§ Set exercise:
Transcribe all records exactly.

** START OF Data shown **

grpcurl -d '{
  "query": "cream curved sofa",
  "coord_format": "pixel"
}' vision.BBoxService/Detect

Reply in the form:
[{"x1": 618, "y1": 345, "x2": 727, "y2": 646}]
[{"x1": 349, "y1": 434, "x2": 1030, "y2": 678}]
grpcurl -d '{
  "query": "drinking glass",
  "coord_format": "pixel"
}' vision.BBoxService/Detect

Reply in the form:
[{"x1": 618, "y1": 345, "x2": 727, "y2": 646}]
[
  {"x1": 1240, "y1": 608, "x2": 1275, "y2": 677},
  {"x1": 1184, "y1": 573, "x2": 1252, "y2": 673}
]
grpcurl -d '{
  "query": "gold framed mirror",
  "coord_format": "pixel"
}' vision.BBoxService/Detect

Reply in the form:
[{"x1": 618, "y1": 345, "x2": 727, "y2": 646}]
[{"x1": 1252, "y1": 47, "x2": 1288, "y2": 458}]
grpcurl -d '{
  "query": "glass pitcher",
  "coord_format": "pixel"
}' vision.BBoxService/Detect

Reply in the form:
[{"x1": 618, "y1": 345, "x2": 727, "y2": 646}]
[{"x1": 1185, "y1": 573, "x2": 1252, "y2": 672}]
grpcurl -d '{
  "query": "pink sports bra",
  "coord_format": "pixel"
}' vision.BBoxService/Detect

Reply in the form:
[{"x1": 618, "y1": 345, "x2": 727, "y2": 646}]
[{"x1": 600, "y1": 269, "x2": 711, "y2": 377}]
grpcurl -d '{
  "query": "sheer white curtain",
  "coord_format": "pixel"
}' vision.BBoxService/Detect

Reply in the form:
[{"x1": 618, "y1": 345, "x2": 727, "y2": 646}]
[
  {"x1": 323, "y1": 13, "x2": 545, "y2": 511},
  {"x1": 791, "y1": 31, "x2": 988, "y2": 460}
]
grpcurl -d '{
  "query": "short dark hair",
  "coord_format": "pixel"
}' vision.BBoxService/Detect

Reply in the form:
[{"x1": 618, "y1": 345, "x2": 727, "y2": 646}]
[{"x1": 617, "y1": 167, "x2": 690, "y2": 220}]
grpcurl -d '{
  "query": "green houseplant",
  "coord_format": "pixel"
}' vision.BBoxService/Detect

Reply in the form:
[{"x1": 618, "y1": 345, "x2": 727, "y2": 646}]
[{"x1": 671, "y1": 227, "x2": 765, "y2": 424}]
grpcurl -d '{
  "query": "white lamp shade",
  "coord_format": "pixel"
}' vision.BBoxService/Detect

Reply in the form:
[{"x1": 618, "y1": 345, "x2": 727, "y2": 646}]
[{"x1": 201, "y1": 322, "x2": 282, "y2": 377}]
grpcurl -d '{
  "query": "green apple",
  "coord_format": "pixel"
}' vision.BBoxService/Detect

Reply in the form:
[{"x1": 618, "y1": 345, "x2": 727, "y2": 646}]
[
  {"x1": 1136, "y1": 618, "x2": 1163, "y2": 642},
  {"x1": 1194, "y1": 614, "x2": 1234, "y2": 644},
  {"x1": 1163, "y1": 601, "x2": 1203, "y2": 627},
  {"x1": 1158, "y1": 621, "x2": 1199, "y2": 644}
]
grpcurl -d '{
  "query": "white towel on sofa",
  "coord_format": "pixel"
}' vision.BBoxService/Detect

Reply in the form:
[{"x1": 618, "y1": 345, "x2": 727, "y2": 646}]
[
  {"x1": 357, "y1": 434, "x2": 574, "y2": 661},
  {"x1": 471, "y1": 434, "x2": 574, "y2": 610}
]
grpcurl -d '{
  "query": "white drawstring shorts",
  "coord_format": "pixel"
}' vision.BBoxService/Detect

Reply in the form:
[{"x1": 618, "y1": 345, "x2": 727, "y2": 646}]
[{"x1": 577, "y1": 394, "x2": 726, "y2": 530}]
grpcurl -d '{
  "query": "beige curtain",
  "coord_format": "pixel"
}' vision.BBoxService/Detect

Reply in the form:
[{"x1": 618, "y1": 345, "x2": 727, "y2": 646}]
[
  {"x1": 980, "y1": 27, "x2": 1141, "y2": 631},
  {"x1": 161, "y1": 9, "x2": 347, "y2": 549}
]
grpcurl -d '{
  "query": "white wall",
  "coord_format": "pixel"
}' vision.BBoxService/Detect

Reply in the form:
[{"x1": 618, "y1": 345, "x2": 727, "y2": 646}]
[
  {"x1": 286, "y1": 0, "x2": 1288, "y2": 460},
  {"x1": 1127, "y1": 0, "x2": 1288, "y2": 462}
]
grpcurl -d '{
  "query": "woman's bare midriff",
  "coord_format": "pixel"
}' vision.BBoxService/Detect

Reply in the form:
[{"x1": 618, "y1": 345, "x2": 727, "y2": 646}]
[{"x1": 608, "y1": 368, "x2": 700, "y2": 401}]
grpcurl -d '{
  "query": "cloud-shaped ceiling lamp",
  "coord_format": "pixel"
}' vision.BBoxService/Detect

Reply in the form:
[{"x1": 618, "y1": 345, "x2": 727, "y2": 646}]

** END OF Data shown **

§ Answer in full:
grpcurl -d '{
  "query": "cream curved sofa",
  "coord_format": "pixel"
}' vision.BBoxService/Detect

Reply in the form:
[{"x1": 618, "y1": 345, "x2": 727, "y2": 646}]
[{"x1": 349, "y1": 434, "x2": 1030, "y2": 678}]
grpcurl -d '{
  "query": "drinking glass",
  "coord_format": "pixel"
}' vision.BBoxService/Detect

Reply in the form:
[{"x1": 618, "y1": 345, "x2": 727, "y2": 646}]
[
  {"x1": 1240, "y1": 608, "x2": 1275, "y2": 677},
  {"x1": 1184, "y1": 573, "x2": 1252, "y2": 673}
]
grpcurl -d '{
  "query": "gold framed mirror",
  "coord_format": "pixel"
}' vision.BBoxService/Detect

Reply in the form:
[{"x1": 618, "y1": 345, "x2": 727, "y2": 646}]
[{"x1": 1252, "y1": 47, "x2": 1288, "y2": 458}]
grpcurl -d '{
  "query": "glass pitcher",
  "coord_format": "pixel"
}' vision.BBoxService/Detect

Reply in the form:
[{"x1": 618, "y1": 345, "x2": 727, "y2": 646}]
[{"x1": 1185, "y1": 573, "x2": 1252, "y2": 672}]
grpcurl -d '{
  "query": "pink sports bra",
  "coord_format": "pixel"
}' vision.BBoxService/Detect

Reply in the form:
[{"x1": 618, "y1": 345, "x2": 727, "y2": 646}]
[{"x1": 600, "y1": 269, "x2": 711, "y2": 377}]
grpcurl -d '{
  "query": "sheer white curtain",
  "coord_format": "pixel"
}' vision.BBoxService/Detect

Reply in the form:
[{"x1": 618, "y1": 345, "x2": 727, "y2": 646}]
[
  {"x1": 323, "y1": 13, "x2": 545, "y2": 511},
  {"x1": 791, "y1": 31, "x2": 988, "y2": 460}
]
grpcurl -d '{
  "query": "short dark hair",
  "coord_format": "pixel"
}' vision.BBoxService/Detect

Reply in the form:
[{"x1": 618, "y1": 345, "x2": 727, "y2": 646}]
[{"x1": 617, "y1": 167, "x2": 690, "y2": 220}]
grpcurl -d '{
  "query": "green houseplant",
  "coord_format": "pixel"
}' vision.BBoxService/Detect

Reply in the form:
[{"x1": 618, "y1": 345, "x2": 727, "y2": 646}]
[{"x1": 671, "y1": 227, "x2": 765, "y2": 424}]
grpcurl -d '{
  "query": "white lamp shade",
  "coord_format": "pixel"
}' vision.BBoxService/Detect

Reply in the form:
[{"x1": 618, "y1": 345, "x2": 727, "y2": 646}]
[{"x1": 201, "y1": 322, "x2": 282, "y2": 377}]
grpcurl -d '{
  "query": "green apple",
  "coord_format": "pixel"
}' vision.BBoxService/Detect

Reply in the form:
[{"x1": 618, "y1": 345, "x2": 727, "y2": 646}]
[
  {"x1": 1136, "y1": 618, "x2": 1163, "y2": 642},
  {"x1": 1194, "y1": 614, "x2": 1234, "y2": 644},
  {"x1": 1163, "y1": 601, "x2": 1203, "y2": 627},
  {"x1": 1158, "y1": 621, "x2": 1199, "y2": 644}
]
grpcurl -d '{
  "query": "white towel on sofa",
  "coord_format": "pixel"
}' vision.BBoxService/Detect

Reply in the form:
[{"x1": 618, "y1": 345, "x2": 727, "y2": 646}]
[
  {"x1": 357, "y1": 434, "x2": 574, "y2": 661},
  {"x1": 471, "y1": 434, "x2": 574, "y2": 610}
]
grpcurl -d '{
  "query": "white drawstring shorts",
  "coord_format": "pixel"
}' vision.BBoxService/Detect

Reply in the form:
[{"x1": 618, "y1": 345, "x2": 727, "y2": 646}]
[{"x1": 577, "y1": 394, "x2": 726, "y2": 530}]
grpcurl -d '{
  "query": "beige curtain",
  "coord_format": "pixel"
}' vision.BBoxService/Detect

Reply in the form:
[{"x1": 618, "y1": 345, "x2": 727, "y2": 646}]
[
  {"x1": 980, "y1": 27, "x2": 1141, "y2": 631},
  {"x1": 161, "y1": 9, "x2": 347, "y2": 549}
]
grpcurl -d '{
  "query": "white wall",
  "coord_format": "pixel"
}' vision.BBoxService/Detect

Reply in the form:
[{"x1": 618, "y1": 345, "x2": 727, "y2": 646}]
[
  {"x1": 286, "y1": 0, "x2": 1288, "y2": 460},
  {"x1": 1127, "y1": 0, "x2": 1288, "y2": 462}
]
grpcurl -d '{
  "query": "woman's bare midriff",
  "coord_format": "pixel"
}' vision.BBoxService/Detect

Reply in the form:
[{"x1": 618, "y1": 345, "x2": 727, "y2": 646}]
[{"x1": 608, "y1": 368, "x2": 700, "y2": 401}]
grpcurl -d '{
  "query": "cloud-shaped ceiling lamp",
  "coord_format": "pixel"
}' vision.BBoxService/Detect

Reply in the form:
[{"x1": 618, "y1": 345, "x2": 727, "y2": 646}]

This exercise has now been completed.